- [EXCERPT]
----------------------------------------

# R2O - Sunday SALE - Saltwater Blow Out......



## r2oaquariums (Oct 17, 2012)

Sunday April 5th, 2015 11:30am - 3:30pm

Red/Taipan will be in for a few hours. All Saltwater Fish on SALE. Corals and frags on SALE. I've given him instructions to go a little crazy. Enough said.


----------



## Taipan (Feb 12, 2012)




----------



## teemee (Aug 29, 2009)

well, in that case, i'm going to go pick up my fish! 
thx ryan and red!


----------



## altcharacter (Jan 10, 2011)

Is the 11:30 Ryan's time or Red's time?


----------



## Taipan (Feb 12, 2012)

That would be 11:30am my time. The store will open on time. Ryan won't be in.....Sale will be Stoopid. Not Stupid....but Stoopid.


----------



## explor3r (Mar 14, 2010)

Taipan said:


> That would be 11:30am my time. The store will open on time. Ryan won't be in.....Sale will be Stoopid. Not Stupid....but Stoopid.


lol why do I have to miss the stoopid sales always.....


----------



## Bullet (Apr 19, 2014)

explor3r said:


> lol why do I have to miss the stoopid sales always.....


If you miss the stoopid sale, please enjoy the stoopid dancing !!


----------



## fury165 (Aug 21, 2010)

Couldn't make it out to Red's friends and family sale  did anyone get some nice deals? pics or it never happened!


----------



## Cimmel1 (Nov 17, 2009)

Wish I could have made it. I saw a couple pieces in there last week that I liked.


----------



## simba (Jun 9, 2009)

Look (R.d) is dancing ,where's Ryan?


----------

----------------------------------------

[Coordinate annotation data]

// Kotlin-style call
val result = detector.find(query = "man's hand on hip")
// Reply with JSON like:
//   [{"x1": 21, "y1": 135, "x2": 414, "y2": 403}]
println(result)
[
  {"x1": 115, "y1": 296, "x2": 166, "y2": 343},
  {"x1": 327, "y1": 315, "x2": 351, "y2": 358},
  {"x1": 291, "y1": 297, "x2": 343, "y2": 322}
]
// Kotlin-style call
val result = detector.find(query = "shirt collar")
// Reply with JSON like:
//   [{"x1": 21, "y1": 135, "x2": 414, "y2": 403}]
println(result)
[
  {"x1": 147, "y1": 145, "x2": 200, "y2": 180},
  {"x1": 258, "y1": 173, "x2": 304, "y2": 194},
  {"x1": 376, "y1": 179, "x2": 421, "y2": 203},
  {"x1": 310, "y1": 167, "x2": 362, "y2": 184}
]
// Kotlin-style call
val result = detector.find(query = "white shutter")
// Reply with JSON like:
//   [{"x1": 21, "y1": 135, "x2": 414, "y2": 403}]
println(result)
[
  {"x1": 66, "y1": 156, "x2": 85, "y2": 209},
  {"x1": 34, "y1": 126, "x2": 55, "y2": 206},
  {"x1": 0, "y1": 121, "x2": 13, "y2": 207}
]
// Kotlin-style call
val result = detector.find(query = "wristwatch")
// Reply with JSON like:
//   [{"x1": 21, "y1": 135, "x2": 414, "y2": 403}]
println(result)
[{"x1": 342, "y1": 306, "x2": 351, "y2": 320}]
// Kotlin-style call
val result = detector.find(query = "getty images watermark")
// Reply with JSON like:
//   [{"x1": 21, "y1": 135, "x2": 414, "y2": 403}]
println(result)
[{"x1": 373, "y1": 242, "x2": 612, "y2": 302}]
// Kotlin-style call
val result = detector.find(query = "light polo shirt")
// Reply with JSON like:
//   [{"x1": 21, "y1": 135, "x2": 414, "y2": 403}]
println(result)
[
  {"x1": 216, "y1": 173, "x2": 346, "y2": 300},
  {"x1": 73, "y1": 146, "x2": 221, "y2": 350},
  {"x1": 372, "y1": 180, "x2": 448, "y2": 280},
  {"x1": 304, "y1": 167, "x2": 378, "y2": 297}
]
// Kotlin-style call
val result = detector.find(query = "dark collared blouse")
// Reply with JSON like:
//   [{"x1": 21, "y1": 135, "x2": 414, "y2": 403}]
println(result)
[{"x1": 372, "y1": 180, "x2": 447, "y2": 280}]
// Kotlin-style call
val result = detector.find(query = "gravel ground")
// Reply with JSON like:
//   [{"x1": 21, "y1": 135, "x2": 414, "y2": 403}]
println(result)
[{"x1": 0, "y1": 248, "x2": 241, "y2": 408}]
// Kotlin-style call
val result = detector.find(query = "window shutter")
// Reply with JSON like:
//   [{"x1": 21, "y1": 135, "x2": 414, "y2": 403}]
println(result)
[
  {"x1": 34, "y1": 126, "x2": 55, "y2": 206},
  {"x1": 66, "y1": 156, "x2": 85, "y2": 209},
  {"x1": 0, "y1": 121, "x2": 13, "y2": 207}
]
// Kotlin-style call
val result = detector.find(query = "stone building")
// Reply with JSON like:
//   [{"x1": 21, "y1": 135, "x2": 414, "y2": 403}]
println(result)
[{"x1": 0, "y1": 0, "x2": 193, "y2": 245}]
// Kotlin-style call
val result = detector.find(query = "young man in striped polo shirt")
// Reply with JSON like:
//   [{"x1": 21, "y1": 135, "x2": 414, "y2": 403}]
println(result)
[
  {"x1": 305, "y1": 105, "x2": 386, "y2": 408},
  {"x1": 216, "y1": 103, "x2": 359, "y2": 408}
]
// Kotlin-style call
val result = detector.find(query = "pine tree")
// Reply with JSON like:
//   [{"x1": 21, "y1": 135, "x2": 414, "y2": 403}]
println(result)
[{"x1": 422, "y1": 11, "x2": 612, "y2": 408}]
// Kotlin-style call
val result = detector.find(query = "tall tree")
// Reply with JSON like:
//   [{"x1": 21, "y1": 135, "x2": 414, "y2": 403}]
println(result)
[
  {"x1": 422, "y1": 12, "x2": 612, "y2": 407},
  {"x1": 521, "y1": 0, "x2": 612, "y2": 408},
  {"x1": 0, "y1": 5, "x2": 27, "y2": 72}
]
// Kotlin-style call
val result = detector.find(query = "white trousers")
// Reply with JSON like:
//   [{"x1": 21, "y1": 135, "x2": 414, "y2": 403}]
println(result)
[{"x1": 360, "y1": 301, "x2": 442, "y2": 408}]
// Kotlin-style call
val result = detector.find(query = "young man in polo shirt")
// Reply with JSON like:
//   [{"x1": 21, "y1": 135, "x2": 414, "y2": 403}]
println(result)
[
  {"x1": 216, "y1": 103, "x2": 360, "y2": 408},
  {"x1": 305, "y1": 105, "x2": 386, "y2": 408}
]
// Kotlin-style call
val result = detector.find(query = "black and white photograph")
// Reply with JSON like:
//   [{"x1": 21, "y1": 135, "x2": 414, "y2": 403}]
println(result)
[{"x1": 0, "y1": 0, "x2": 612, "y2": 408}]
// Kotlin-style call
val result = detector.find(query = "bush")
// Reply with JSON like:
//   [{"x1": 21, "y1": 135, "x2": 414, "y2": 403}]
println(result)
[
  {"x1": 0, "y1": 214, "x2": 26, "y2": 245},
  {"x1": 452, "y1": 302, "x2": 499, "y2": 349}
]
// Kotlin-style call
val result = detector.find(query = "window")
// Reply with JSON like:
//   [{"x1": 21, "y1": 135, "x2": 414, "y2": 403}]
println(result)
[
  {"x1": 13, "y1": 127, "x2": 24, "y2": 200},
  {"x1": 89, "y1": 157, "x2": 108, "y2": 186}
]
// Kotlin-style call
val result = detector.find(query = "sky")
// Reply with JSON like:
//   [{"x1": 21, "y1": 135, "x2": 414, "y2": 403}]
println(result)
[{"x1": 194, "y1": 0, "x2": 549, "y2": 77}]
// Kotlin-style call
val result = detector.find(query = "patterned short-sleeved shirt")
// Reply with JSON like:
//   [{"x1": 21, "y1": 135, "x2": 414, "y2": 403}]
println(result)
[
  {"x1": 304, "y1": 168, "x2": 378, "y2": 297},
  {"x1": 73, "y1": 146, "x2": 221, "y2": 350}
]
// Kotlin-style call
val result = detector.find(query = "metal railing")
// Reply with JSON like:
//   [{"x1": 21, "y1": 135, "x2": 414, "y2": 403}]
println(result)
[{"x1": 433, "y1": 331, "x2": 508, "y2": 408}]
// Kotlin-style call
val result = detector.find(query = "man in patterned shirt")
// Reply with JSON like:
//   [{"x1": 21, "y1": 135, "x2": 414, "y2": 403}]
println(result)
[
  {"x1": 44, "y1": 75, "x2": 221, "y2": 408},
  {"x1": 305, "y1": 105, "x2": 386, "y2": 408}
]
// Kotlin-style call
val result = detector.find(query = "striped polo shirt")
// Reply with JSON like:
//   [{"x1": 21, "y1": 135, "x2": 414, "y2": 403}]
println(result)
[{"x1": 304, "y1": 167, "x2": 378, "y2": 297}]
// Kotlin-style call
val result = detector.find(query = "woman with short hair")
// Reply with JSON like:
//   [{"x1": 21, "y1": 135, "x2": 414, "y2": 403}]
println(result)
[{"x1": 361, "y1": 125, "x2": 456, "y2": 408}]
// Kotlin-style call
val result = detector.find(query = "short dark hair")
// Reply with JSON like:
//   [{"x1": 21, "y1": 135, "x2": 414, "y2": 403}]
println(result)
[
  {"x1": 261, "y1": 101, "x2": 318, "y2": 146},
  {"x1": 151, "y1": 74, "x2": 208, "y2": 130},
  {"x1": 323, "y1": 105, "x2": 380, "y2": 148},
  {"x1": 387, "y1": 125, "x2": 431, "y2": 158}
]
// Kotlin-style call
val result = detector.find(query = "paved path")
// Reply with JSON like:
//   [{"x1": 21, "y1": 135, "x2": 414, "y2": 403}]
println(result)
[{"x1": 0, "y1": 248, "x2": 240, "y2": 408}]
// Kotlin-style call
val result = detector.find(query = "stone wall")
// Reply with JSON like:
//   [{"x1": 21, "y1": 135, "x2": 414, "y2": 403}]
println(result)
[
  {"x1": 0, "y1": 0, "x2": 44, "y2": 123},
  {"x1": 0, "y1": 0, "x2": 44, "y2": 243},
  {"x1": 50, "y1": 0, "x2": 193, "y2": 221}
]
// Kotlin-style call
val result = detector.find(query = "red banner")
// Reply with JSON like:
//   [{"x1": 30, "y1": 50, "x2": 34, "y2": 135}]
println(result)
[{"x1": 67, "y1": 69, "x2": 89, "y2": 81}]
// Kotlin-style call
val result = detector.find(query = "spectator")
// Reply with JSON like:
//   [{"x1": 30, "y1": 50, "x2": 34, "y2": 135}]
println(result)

----------------------------------------

- [TASK LIST]
**1)** How would you put the sentence "The store will open on time." from the sale thread into Spanish?
**2)** Can you set down, word for word, the part of the sale thread that opens with the words containing "## r2oaquariums (Oct" and closes with "crazy. Enough said."?
None of the data has any role here.

- [ANSWERS IN ORDER]
**1)** La tienda abrirá a tiempo.

**2)**
## r2oaquariums (Oct 17, 2012)

Sunday April 5th, 2015 11:30am - 3:30pm

Red/Taipan will be in for a few hours. All Saltwater Fish on SALE. Corals and frags on SALE. I've given him instructions to go a little crazy. Enough said.